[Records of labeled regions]
__________________________________________________
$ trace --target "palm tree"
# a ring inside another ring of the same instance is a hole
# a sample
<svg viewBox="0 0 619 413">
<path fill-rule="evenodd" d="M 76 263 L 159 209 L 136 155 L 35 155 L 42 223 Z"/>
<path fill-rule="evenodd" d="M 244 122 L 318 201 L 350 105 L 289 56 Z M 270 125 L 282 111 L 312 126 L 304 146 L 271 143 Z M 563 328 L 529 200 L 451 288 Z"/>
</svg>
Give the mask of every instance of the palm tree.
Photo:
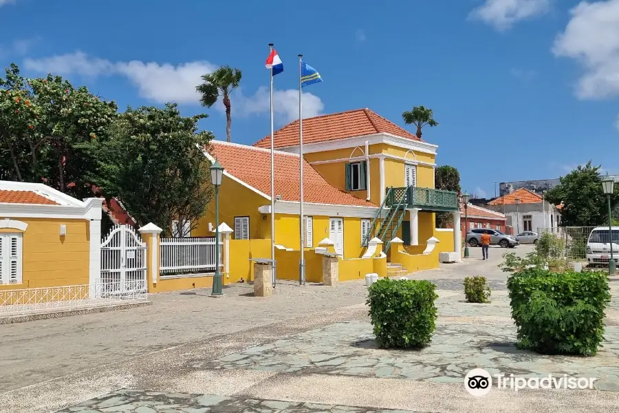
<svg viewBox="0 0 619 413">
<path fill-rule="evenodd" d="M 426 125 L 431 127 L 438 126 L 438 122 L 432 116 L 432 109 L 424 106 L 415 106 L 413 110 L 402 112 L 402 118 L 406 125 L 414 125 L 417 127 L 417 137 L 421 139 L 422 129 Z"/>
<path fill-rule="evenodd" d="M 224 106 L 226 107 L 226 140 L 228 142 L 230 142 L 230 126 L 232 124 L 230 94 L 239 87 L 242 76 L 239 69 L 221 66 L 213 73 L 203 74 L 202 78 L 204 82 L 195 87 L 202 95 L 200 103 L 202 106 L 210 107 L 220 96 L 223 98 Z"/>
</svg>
__________________________________________________
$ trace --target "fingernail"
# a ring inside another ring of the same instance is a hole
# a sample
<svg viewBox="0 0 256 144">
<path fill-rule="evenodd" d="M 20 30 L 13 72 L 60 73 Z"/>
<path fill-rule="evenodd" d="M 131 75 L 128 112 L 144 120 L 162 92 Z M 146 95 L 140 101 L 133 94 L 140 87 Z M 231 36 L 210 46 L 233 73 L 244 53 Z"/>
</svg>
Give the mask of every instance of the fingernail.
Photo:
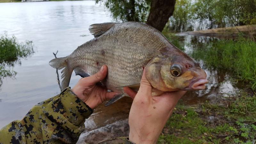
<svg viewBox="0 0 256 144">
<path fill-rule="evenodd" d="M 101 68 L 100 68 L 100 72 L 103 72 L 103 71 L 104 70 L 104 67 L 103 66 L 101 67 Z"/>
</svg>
__________________________________________________
### WORK INSTRUCTIONS:
Show every line in the items above that contains the string "trace".

### RESULT:
$ trace --target "palm tree"
$ trace --target "fingernail"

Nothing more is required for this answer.